Given passage:
******************************

Upgrade Procedures
How to upgrade Talos, Kubernetes, and everything else.
Before You Upgrade
Always a good idea to check things are healthy first:
kubectl get nodes
kubectl -n rook-ceph exec -it deploy/rook-ceph-tools -- ceph status
And maybe take a manual backup of anything critical:
task volsync:snapshot APP=<app> NS=<ns>
Talos Upgrades
Single Node
task talos:upgrade-node NODE=m0 VERSION=v1.9.0
This downloads the Talos version from the factory, applies it with secure boot, and reboots. Times out after 10 minutes.
Rolling Upgrade
For the whole cluster, just do them one at a time and wait for each to come back:
task talos:upgrade-node NODE=m0 VERSION=v1.9.0
# wait for it to rejoin
task talos:upgrade-node NODE=m1 VERSION=v1.9.0
# wait
task talos:upgrade-node NODE=m2 VERSION=v1.9.0
Between each, verify the node is Ready and Ceph is healthy:
kubectl get nodes
kubectl -n rook-ceph exec -it deploy/rook-ceph-tools -- ceph status
Kubernetes Upgrades
task talos:upgrade-k8s
This upgrades Kubernetes across all nodes. The version comes from kubernetes/apps/system-upgrade/tuppr/upgrades/kubernetes.yaml.

******************************

Information given:
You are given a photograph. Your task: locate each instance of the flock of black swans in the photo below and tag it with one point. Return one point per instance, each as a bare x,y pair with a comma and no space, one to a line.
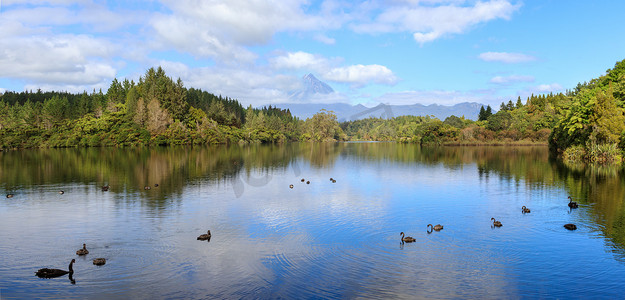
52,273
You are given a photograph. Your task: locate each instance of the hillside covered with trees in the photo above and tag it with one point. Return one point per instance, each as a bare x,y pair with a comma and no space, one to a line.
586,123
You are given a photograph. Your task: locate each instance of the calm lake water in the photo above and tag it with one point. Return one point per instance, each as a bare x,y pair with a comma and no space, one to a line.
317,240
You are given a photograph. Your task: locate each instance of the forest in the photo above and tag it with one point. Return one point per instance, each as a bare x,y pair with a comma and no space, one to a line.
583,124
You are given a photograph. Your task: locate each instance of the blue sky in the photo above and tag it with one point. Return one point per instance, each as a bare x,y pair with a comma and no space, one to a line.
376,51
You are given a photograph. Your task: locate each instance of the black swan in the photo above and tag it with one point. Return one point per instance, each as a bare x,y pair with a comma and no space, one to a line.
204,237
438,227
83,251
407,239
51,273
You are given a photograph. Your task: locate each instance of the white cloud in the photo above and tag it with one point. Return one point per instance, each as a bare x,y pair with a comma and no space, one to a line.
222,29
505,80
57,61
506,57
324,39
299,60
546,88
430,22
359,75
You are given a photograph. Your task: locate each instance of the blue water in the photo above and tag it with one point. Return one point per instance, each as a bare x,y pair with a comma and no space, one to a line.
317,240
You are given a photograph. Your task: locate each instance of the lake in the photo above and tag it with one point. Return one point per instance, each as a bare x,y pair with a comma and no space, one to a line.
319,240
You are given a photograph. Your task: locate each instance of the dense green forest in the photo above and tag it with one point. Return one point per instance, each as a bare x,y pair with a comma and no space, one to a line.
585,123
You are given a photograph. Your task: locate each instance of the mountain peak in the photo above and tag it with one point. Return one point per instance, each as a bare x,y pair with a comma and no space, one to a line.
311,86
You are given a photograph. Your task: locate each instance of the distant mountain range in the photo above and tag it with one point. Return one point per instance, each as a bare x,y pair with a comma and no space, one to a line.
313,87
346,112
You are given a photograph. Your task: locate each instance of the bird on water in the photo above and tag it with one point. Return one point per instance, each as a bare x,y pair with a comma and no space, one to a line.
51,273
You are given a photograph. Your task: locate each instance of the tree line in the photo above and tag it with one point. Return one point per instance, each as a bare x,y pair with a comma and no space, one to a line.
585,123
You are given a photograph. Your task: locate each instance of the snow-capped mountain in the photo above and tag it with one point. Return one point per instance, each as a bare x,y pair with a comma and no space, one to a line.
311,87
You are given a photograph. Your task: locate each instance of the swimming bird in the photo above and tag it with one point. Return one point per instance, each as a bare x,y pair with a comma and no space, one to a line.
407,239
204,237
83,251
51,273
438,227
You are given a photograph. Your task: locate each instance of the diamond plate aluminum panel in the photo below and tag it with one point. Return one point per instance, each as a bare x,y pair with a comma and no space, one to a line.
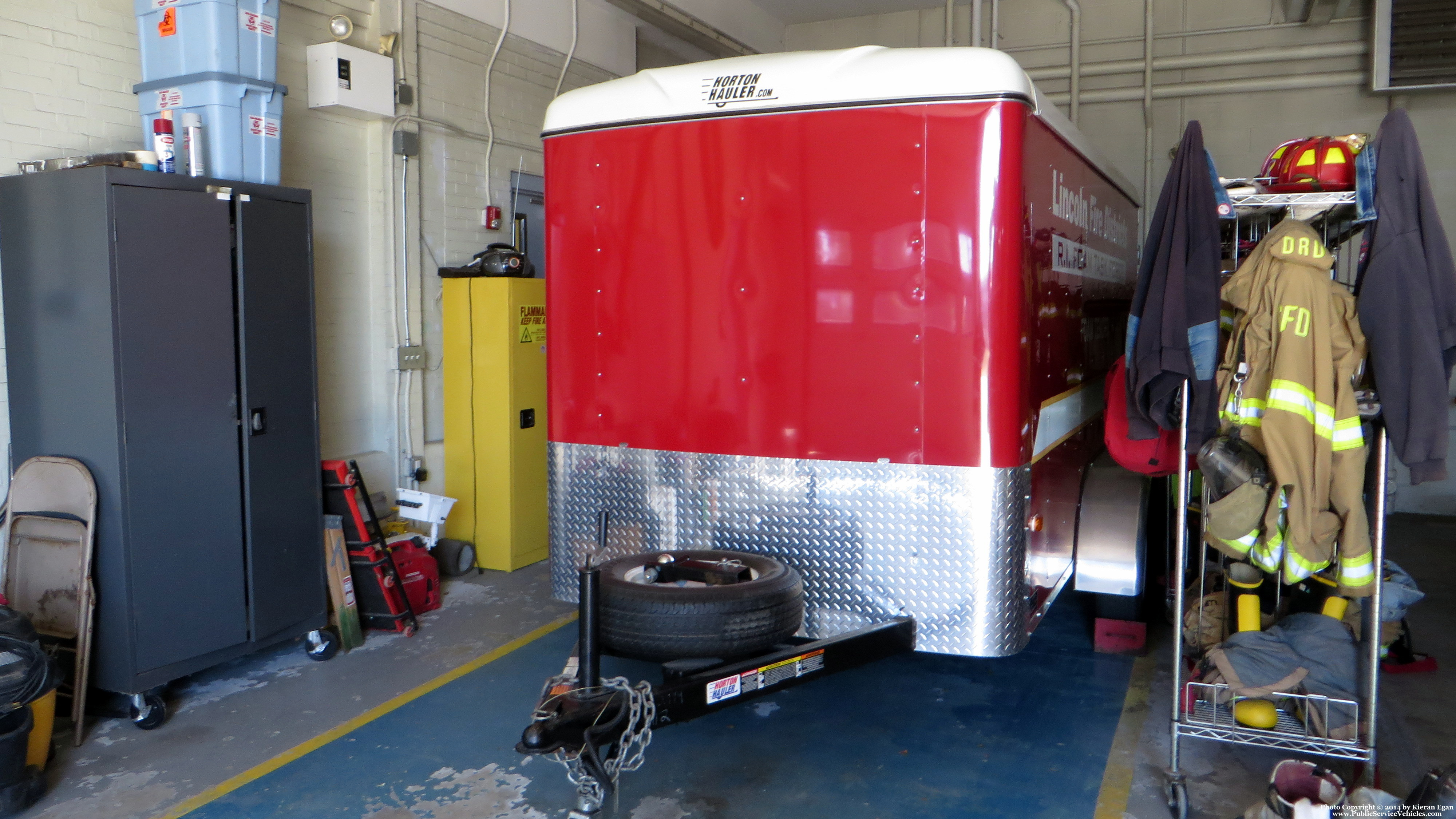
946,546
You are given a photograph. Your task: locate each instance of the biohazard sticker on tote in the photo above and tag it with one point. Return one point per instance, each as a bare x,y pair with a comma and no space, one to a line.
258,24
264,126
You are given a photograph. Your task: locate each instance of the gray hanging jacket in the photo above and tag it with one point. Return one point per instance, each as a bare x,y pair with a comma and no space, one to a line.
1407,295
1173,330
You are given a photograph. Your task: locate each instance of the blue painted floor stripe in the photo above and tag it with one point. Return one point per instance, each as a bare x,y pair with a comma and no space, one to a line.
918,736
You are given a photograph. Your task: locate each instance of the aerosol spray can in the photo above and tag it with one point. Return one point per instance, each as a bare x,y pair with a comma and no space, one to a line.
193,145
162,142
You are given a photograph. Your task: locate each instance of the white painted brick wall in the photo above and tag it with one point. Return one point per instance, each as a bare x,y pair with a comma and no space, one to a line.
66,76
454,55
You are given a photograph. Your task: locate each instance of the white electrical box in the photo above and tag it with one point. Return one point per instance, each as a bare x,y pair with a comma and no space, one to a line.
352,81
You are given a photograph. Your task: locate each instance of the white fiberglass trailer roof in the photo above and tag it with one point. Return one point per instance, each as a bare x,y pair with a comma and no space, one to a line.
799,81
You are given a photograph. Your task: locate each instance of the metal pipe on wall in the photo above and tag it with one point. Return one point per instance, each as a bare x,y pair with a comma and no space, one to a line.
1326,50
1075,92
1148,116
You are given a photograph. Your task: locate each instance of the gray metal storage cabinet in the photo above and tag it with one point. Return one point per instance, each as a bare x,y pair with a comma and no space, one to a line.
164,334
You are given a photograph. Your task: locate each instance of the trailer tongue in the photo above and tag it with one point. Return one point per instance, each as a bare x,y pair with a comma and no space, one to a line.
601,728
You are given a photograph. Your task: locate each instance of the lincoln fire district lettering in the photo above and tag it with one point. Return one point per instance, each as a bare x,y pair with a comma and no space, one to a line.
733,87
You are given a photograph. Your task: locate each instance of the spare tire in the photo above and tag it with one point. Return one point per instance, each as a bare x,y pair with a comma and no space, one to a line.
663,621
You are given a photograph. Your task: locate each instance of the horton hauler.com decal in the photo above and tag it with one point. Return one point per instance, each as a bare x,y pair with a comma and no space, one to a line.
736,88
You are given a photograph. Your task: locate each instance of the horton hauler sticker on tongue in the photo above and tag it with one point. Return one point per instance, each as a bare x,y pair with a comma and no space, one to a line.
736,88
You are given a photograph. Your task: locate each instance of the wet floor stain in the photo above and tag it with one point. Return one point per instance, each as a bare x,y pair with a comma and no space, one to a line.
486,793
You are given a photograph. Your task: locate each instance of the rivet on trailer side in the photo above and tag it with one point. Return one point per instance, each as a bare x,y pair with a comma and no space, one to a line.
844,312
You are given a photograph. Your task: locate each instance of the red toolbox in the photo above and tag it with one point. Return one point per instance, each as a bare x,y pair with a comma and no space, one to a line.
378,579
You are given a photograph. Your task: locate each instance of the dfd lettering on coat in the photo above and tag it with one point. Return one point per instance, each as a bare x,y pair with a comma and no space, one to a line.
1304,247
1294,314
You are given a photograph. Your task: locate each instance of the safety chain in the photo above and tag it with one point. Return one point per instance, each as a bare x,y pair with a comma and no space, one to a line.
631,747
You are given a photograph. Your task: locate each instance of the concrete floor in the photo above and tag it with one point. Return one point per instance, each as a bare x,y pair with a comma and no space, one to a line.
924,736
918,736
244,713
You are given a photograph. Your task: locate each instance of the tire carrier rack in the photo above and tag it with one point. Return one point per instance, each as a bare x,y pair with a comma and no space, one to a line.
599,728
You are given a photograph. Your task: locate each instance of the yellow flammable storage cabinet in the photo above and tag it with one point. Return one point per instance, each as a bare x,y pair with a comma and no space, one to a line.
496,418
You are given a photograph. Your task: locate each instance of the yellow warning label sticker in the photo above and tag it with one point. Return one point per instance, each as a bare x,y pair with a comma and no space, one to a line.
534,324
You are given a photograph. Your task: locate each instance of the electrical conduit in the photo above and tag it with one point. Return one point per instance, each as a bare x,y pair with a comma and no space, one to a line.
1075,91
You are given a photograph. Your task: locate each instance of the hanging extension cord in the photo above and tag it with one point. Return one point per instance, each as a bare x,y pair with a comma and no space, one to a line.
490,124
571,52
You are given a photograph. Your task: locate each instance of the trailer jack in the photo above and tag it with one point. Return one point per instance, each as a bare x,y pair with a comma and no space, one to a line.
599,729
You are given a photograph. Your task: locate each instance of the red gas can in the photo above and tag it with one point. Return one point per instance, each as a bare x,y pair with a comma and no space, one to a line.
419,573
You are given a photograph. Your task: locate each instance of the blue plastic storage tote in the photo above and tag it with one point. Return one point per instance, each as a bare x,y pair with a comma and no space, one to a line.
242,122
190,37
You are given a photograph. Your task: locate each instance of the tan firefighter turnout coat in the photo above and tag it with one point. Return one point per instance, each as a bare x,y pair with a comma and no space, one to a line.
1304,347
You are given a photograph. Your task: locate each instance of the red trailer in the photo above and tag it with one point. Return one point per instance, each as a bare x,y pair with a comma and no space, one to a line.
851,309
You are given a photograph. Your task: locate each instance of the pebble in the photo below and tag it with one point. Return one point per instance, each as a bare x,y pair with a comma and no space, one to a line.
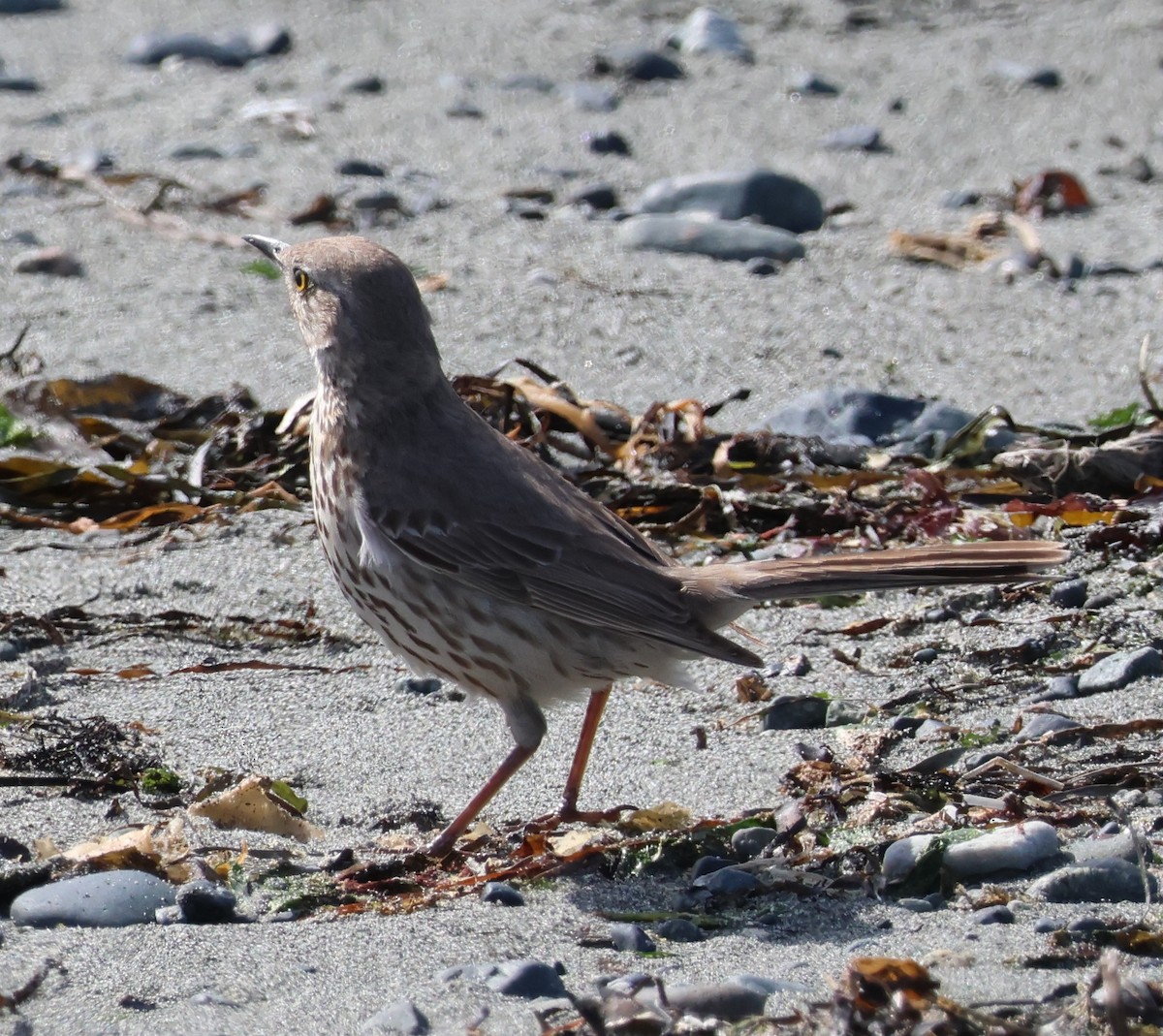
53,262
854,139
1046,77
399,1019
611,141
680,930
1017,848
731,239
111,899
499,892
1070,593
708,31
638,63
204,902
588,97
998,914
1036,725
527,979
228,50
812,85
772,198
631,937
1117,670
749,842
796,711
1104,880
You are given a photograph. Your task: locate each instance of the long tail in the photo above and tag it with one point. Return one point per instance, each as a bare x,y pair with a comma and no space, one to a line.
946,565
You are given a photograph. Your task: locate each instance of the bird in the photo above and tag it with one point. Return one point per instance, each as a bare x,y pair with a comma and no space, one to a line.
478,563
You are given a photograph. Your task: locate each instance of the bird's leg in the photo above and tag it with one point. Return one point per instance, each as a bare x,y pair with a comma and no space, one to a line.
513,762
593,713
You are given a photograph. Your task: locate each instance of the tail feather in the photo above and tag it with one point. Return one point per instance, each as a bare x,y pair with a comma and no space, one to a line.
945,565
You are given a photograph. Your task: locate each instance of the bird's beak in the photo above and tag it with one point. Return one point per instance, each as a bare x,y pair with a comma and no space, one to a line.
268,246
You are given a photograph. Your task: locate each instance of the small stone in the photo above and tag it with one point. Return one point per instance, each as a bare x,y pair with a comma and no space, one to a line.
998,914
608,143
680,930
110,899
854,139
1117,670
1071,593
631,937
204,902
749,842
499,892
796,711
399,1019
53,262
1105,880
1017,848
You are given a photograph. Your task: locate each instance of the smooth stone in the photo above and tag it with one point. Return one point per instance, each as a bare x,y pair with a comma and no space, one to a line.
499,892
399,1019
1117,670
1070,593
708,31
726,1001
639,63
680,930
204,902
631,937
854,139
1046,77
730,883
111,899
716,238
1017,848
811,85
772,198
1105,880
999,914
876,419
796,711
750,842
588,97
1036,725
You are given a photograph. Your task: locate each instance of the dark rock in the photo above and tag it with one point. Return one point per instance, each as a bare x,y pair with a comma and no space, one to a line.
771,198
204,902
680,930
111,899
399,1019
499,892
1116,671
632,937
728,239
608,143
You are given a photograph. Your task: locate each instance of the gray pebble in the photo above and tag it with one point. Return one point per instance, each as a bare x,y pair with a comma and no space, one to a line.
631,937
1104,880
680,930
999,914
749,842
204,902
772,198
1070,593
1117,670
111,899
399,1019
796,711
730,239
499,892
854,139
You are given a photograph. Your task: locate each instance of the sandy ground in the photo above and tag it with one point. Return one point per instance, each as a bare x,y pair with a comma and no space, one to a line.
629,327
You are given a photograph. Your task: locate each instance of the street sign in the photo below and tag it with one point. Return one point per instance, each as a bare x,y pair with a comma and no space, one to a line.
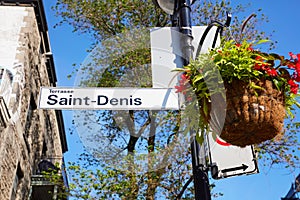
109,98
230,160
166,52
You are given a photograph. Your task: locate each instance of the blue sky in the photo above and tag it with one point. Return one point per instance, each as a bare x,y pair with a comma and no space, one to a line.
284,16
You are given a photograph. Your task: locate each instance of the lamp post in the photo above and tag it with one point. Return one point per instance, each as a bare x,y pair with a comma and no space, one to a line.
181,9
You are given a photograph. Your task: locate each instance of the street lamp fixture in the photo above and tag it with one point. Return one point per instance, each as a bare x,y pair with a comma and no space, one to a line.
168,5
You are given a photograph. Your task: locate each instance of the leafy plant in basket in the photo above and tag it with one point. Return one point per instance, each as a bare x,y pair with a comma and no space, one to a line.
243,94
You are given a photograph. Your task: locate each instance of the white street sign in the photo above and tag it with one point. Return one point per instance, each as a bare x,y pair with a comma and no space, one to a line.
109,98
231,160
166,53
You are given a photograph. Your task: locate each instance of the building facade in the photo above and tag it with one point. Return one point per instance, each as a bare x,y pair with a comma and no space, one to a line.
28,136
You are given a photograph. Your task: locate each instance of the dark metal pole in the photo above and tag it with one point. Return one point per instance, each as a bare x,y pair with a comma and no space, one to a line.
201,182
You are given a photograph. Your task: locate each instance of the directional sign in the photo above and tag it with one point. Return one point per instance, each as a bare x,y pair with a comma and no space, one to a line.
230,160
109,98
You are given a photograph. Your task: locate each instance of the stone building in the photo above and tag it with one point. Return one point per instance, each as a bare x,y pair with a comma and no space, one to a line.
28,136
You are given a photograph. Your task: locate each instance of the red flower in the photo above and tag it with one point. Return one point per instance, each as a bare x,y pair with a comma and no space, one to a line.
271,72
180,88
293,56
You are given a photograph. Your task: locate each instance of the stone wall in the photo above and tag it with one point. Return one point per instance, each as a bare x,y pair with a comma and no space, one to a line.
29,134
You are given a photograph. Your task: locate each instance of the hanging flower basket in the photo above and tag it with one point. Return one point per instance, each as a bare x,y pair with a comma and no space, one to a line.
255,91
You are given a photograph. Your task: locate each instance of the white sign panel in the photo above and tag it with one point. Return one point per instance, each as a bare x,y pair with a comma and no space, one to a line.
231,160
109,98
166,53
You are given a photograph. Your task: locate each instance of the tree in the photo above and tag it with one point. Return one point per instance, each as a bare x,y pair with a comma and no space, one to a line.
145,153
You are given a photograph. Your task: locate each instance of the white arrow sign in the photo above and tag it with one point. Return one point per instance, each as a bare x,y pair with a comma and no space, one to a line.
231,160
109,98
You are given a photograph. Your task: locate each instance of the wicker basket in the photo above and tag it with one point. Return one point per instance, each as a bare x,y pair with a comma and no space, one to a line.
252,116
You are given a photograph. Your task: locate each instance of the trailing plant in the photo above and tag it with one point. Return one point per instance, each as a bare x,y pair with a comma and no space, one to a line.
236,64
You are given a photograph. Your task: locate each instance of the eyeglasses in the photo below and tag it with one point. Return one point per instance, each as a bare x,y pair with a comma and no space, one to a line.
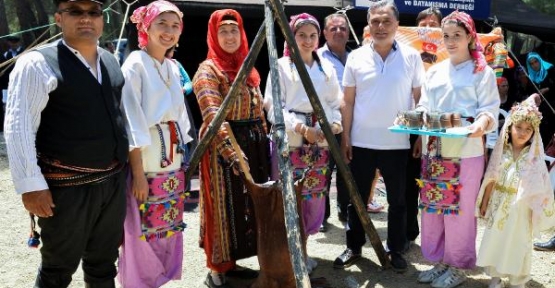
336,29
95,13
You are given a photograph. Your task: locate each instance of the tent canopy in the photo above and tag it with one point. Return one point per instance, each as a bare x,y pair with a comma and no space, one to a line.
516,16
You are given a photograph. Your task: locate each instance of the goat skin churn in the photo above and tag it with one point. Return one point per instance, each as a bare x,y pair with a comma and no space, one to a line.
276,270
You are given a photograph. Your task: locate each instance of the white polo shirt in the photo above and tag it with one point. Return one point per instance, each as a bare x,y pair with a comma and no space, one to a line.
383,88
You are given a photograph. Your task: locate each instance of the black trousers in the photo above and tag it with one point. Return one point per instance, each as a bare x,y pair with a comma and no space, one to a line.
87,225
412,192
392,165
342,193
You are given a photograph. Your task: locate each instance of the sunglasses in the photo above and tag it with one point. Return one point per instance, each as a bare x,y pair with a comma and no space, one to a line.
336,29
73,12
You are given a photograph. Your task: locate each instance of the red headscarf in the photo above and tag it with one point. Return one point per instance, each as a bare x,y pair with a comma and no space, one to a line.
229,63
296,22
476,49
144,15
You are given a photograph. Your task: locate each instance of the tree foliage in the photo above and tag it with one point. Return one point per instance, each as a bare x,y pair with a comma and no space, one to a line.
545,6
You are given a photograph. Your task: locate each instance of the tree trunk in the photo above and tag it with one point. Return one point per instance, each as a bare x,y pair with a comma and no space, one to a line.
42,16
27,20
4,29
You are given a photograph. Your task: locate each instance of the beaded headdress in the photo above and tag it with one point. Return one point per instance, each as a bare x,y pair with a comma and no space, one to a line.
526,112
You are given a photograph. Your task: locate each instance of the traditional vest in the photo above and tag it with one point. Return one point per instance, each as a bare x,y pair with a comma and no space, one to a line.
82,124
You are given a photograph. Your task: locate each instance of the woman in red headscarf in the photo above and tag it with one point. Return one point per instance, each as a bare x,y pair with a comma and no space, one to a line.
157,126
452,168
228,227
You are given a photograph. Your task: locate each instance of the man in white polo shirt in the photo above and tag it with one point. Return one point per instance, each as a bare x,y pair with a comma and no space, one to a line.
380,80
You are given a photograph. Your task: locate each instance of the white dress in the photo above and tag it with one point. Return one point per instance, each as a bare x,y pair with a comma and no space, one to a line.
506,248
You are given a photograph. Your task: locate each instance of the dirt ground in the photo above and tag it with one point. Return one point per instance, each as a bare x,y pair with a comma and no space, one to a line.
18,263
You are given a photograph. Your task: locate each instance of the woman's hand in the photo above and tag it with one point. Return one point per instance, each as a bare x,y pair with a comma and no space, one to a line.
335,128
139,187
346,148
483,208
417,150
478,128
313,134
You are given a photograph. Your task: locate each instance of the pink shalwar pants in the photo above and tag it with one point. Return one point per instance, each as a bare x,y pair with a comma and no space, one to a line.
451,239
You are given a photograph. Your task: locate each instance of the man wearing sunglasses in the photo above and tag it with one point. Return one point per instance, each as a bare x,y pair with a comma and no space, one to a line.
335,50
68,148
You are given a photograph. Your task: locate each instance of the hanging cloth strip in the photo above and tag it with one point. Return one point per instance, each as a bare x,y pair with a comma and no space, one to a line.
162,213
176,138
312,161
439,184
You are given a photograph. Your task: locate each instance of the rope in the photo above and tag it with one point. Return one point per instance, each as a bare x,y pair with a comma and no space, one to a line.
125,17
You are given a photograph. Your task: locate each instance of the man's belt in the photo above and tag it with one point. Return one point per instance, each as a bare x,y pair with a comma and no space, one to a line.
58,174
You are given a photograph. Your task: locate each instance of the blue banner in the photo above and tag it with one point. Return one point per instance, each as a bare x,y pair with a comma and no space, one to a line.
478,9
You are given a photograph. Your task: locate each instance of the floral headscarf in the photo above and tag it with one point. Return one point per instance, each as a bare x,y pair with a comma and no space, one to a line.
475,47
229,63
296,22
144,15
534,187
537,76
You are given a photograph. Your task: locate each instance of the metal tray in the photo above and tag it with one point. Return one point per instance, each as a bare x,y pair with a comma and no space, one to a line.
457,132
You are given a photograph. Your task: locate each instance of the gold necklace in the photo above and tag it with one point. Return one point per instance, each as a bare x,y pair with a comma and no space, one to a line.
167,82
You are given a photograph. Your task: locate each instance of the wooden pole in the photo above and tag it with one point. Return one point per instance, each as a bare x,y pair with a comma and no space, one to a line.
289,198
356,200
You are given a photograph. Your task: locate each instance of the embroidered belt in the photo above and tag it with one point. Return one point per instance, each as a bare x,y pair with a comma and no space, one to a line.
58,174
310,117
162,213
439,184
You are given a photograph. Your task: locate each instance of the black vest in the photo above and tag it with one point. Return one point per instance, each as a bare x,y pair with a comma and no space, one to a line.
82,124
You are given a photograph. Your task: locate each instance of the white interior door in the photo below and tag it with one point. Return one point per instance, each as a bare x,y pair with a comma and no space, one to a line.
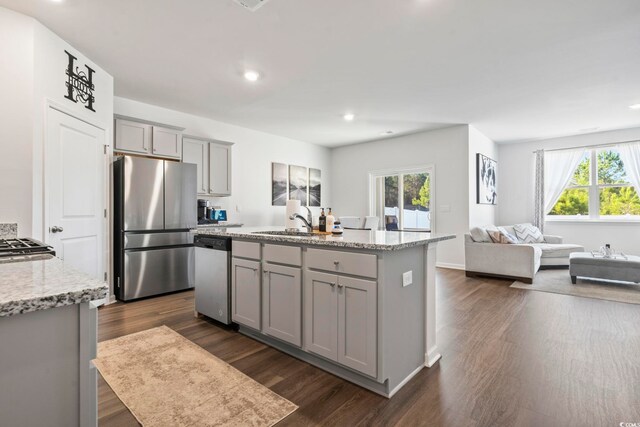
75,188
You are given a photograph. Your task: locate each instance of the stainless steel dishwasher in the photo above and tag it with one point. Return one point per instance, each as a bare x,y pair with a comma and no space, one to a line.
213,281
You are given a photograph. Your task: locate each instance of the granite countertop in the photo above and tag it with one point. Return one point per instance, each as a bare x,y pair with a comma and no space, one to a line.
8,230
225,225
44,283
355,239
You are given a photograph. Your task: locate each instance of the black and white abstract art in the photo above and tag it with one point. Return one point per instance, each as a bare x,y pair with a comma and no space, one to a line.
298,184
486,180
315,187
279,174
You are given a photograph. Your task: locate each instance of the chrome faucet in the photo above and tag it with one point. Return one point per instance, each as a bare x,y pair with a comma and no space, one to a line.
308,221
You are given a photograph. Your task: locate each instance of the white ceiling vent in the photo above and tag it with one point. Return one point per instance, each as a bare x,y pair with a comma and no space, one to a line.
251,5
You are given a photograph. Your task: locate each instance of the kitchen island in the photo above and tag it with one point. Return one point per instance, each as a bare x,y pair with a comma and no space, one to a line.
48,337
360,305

******************************

Answer these from the upgrade procedures page:
(a) How long does the single-node Talos upgrade run before it times out?
(b) Which file supplies the version used for the Kubernetes upgrade?
(c) During a rolling upgrade, what two things should be verified between nodes?

Finished task:
(a) 10 minutes.
(b) kubernetes/apps/system-upgrade/tuppr/upgrades/kubernetes.yaml
(c) That the node is Ready and that Ceph is healthy.